SET PROBLEM: Change every "Target" to "Object" in the records from the start up to and including the line with "point(339, 265)", and give those lines again with nothing else altered. Leave the pictures out.

ENTRIES:
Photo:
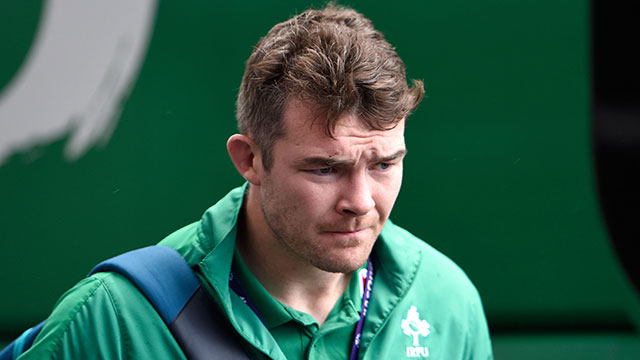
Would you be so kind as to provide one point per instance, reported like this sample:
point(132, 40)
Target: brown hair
point(332, 58)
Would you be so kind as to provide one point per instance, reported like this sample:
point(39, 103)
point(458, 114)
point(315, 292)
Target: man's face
point(326, 200)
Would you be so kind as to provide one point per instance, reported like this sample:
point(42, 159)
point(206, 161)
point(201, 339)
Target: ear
point(246, 157)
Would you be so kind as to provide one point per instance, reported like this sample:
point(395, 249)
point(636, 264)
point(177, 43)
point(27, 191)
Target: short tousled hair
point(332, 58)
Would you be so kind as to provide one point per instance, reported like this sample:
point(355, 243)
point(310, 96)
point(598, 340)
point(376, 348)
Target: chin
point(339, 265)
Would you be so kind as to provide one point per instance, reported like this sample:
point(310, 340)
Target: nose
point(356, 196)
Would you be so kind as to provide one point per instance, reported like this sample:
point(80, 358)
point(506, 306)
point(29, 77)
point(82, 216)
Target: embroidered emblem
point(414, 327)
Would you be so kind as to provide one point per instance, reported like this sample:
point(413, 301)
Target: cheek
point(388, 193)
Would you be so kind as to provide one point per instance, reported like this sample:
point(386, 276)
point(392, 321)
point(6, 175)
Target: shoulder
point(434, 270)
point(102, 316)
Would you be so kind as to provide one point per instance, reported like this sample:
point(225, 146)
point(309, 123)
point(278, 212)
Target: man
point(321, 112)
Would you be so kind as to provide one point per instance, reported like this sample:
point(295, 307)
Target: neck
point(289, 279)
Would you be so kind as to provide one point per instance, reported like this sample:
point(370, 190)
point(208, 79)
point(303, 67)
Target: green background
point(499, 174)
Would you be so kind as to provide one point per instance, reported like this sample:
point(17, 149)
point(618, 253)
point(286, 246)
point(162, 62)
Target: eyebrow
point(332, 162)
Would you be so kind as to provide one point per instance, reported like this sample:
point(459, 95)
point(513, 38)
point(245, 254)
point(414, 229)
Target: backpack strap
point(159, 273)
point(163, 276)
point(194, 319)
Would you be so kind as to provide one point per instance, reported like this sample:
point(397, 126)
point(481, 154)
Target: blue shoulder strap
point(160, 273)
point(163, 276)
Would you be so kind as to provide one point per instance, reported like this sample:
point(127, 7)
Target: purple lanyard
point(235, 285)
point(366, 294)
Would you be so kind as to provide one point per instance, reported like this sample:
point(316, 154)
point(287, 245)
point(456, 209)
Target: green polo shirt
point(297, 333)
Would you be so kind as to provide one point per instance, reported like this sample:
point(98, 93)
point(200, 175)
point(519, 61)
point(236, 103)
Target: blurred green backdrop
point(499, 174)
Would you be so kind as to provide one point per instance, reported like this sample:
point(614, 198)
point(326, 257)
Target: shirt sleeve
point(104, 317)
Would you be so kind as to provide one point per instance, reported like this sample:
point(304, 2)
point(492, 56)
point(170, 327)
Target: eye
point(382, 166)
point(322, 171)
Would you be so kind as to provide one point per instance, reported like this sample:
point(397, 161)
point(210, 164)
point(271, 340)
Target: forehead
point(305, 127)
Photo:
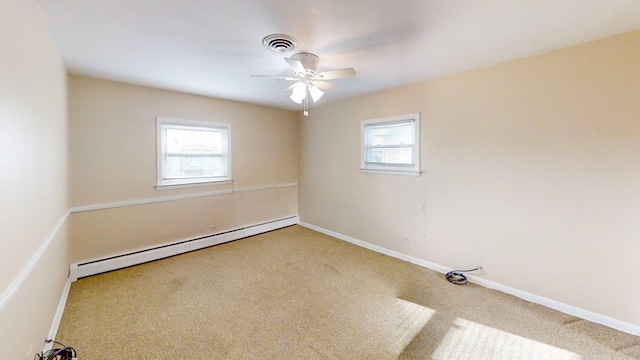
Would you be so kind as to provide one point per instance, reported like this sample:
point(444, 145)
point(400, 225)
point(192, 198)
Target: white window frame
point(412, 169)
point(161, 125)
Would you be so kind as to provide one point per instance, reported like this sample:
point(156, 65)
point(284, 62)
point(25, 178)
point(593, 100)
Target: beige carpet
point(298, 294)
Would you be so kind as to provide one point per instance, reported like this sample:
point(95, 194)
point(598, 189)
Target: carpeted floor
point(298, 294)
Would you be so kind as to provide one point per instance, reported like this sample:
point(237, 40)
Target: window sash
point(380, 137)
point(201, 159)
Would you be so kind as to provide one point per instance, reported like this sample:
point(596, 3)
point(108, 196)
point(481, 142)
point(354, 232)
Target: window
point(391, 145)
point(192, 152)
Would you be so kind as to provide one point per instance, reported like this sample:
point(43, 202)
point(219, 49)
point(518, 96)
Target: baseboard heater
point(84, 269)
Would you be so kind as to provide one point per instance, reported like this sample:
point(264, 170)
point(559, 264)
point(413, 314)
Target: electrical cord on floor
point(457, 277)
point(61, 353)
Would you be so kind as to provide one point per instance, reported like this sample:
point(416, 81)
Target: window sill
point(392, 172)
point(160, 187)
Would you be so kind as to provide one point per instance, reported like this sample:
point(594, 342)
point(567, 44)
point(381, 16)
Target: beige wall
point(113, 159)
point(530, 169)
point(33, 179)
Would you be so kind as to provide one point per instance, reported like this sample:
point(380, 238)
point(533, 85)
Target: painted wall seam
point(31, 264)
point(162, 199)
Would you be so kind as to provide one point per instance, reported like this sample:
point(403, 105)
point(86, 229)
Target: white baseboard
point(556, 305)
point(55, 324)
point(79, 270)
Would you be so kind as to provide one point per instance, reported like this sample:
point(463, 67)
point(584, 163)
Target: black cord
point(457, 277)
point(62, 353)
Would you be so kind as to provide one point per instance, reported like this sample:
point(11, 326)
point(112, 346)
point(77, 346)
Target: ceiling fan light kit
point(309, 83)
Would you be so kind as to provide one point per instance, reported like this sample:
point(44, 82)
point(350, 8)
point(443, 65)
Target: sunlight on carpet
point(470, 340)
point(414, 318)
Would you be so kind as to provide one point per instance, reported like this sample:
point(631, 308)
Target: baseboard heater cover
point(88, 268)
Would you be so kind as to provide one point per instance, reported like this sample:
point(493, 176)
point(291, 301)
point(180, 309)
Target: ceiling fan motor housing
point(309, 61)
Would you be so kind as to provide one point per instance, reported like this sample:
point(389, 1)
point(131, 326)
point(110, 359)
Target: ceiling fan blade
point(325, 86)
point(275, 77)
point(296, 65)
point(336, 74)
point(290, 88)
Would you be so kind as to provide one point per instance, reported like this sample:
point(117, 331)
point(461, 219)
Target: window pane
point(190, 166)
point(396, 156)
point(193, 141)
point(396, 134)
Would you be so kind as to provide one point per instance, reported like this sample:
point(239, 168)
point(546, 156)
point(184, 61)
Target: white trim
point(553, 304)
point(161, 151)
point(194, 184)
point(55, 324)
point(176, 197)
point(408, 169)
point(391, 172)
point(10, 292)
point(78, 270)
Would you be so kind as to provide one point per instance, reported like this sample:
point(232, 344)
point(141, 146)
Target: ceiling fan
point(309, 83)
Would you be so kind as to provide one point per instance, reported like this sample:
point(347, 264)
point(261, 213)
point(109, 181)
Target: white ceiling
point(211, 47)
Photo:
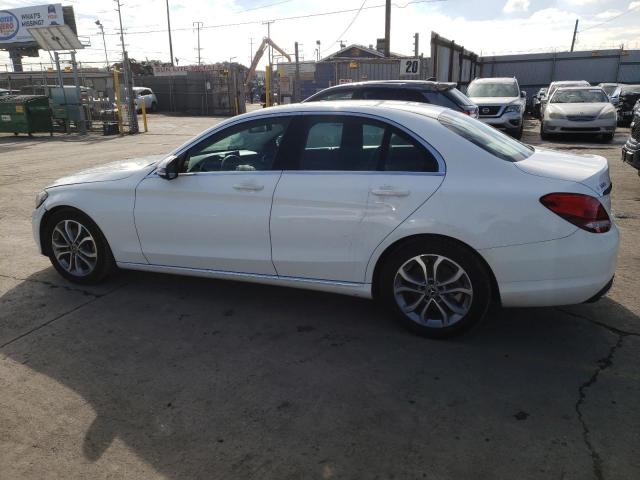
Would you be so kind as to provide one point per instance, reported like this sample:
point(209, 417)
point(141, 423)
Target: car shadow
point(211, 379)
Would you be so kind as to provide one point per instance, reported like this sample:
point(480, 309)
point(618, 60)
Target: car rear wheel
point(436, 288)
point(77, 249)
point(543, 134)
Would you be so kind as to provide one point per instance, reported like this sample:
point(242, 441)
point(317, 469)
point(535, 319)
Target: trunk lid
point(589, 170)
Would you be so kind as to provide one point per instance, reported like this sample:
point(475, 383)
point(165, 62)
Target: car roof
point(417, 84)
point(494, 80)
point(371, 107)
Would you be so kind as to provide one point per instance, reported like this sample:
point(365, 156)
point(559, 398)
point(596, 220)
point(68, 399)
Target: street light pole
point(104, 42)
point(198, 26)
point(169, 28)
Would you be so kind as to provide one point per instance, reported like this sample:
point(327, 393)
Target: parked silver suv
point(500, 102)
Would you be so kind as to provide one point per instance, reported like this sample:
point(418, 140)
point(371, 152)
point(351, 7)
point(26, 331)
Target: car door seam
point(273, 196)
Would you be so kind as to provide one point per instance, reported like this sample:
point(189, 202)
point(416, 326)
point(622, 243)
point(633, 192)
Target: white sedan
point(428, 210)
point(581, 110)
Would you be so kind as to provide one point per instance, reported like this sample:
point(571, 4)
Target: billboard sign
point(15, 22)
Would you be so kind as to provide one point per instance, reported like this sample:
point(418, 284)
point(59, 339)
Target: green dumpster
point(25, 114)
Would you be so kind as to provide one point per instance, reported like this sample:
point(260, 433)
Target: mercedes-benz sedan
point(428, 210)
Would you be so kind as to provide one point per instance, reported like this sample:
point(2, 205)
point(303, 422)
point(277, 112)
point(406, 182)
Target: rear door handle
point(249, 187)
point(387, 191)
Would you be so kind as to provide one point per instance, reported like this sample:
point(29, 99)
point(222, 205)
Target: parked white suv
point(144, 94)
point(500, 102)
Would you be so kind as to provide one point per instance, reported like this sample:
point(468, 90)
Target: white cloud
point(516, 6)
point(608, 14)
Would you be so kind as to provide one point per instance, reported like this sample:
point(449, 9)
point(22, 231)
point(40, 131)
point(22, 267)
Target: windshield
point(595, 95)
point(485, 89)
point(486, 137)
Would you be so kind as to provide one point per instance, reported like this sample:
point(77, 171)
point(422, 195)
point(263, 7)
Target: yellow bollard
point(116, 87)
point(144, 115)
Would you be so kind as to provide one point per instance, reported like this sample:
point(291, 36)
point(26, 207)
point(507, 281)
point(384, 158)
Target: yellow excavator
point(254, 64)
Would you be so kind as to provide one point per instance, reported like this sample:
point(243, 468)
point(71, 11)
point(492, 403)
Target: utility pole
point(198, 26)
point(269, 56)
point(106, 57)
point(169, 28)
point(387, 29)
point(296, 86)
point(128, 84)
point(575, 32)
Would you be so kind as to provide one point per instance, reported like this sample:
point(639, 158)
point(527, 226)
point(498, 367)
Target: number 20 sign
point(410, 66)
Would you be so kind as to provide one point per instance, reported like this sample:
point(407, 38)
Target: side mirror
point(168, 168)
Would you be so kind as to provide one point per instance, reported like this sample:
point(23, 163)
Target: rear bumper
point(565, 271)
point(631, 153)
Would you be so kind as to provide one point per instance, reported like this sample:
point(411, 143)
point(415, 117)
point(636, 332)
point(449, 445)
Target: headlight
point(554, 114)
point(608, 115)
point(41, 197)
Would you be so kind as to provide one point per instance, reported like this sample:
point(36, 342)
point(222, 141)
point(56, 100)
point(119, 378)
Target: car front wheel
point(77, 249)
point(436, 288)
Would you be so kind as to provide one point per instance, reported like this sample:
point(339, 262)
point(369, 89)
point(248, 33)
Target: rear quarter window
point(486, 137)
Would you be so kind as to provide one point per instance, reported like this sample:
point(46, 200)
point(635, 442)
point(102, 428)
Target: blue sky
point(483, 26)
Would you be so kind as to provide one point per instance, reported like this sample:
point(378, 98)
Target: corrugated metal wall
point(535, 71)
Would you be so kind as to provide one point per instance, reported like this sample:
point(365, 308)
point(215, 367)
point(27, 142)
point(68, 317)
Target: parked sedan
point(583, 110)
point(428, 210)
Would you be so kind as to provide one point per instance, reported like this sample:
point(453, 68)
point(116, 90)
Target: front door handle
point(250, 187)
point(388, 191)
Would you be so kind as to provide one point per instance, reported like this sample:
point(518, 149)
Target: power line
point(281, 19)
point(631, 10)
point(348, 27)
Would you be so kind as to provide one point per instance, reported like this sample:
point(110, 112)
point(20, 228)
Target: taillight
point(581, 210)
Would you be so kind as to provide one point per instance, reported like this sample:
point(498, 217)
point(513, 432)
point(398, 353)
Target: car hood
point(109, 171)
point(590, 109)
point(589, 170)
point(494, 100)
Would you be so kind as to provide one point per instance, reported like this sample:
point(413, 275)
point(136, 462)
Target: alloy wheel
point(74, 248)
point(433, 291)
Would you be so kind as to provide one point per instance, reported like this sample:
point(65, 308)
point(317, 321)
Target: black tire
point(104, 262)
point(543, 135)
point(457, 255)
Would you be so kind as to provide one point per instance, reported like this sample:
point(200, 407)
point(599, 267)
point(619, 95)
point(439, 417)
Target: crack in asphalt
point(602, 365)
point(54, 285)
point(58, 317)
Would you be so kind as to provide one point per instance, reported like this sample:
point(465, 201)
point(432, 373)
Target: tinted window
point(250, 146)
point(594, 95)
point(341, 143)
point(406, 95)
point(359, 144)
point(485, 137)
point(498, 89)
point(406, 155)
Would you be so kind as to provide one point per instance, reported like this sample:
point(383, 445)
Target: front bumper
point(564, 125)
point(565, 271)
point(631, 153)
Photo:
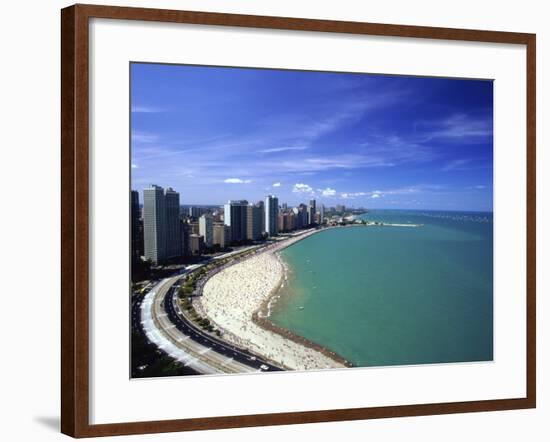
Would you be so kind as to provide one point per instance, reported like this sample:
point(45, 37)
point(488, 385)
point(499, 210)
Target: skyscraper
point(271, 212)
point(136, 234)
point(235, 216)
point(311, 212)
point(255, 214)
point(222, 235)
point(154, 223)
point(206, 229)
point(173, 233)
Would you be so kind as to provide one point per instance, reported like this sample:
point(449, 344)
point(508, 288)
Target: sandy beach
point(235, 300)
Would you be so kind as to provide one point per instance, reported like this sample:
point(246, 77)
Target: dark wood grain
point(75, 220)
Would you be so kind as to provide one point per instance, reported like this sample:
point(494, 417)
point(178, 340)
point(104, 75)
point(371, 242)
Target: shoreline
point(235, 298)
point(261, 317)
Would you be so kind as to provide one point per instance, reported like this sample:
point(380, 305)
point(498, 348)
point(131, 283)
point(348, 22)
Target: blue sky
point(375, 141)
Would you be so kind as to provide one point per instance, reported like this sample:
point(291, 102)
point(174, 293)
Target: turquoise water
point(395, 295)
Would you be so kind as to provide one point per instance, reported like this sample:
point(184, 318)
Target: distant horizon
point(402, 143)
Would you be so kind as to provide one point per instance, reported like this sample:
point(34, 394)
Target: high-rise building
point(137, 230)
point(196, 212)
point(311, 210)
point(185, 230)
point(235, 216)
point(196, 244)
point(300, 213)
point(271, 215)
point(173, 238)
point(222, 235)
point(206, 229)
point(154, 223)
point(254, 216)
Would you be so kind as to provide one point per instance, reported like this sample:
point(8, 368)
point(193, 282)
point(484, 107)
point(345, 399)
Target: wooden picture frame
point(75, 219)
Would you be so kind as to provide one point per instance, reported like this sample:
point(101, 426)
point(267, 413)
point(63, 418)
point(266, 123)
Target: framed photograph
point(273, 220)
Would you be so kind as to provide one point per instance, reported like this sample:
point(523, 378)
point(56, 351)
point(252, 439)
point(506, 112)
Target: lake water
point(395, 295)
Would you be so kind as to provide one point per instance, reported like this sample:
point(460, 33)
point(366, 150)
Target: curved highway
point(166, 327)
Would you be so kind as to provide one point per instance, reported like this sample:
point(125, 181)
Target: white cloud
point(283, 149)
point(327, 192)
point(302, 188)
point(147, 109)
point(236, 181)
point(461, 164)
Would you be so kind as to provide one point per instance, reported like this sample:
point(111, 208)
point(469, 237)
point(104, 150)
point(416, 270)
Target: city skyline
point(219, 134)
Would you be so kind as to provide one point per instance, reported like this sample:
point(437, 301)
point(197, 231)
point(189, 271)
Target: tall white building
point(271, 213)
point(235, 216)
point(161, 224)
point(154, 224)
point(206, 229)
point(254, 221)
point(173, 232)
point(311, 210)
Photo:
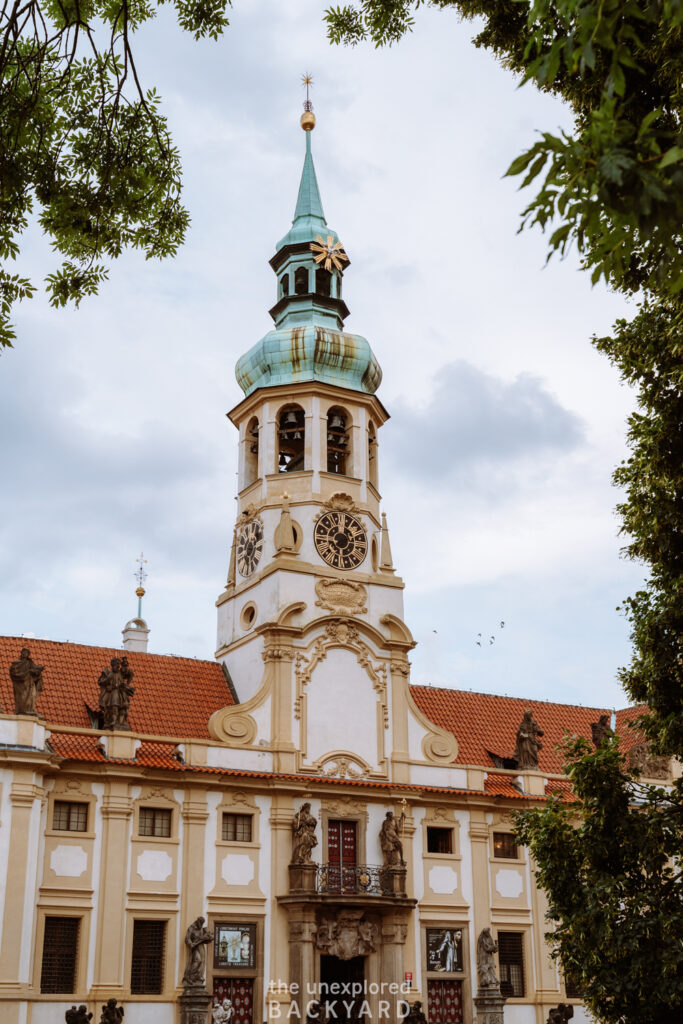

FINISHED EXERCISE:
Photo:
Would you be so kind as to provide one point per instance, reported like this sample:
point(132, 40)
Object: brown hair
point(332, 58)
Would you be so kind as to provide one point per instance, reported like this sample:
point(39, 103)
point(458, 114)
point(315, 292)
Object: man's face
point(326, 200)
Would you be so kind as to provide one point per instance, reported like this sample:
point(42, 159)
point(206, 161)
point(201, 339)
Object: ear
point(246, 157)
Would you be so kind as to provide one point per instance, reported like this sample:
point(395, 249)
point(636, 264)
point(177, 43)
point(27, 191)
Object: short tousled hair
point(332, 58)
Would you be so kind as to provide one point per instance, reported like this sample:
point(355, 243)
point(310, 96)
point(598, 340)
point(376, 348)
Object: chin
point(339, 265)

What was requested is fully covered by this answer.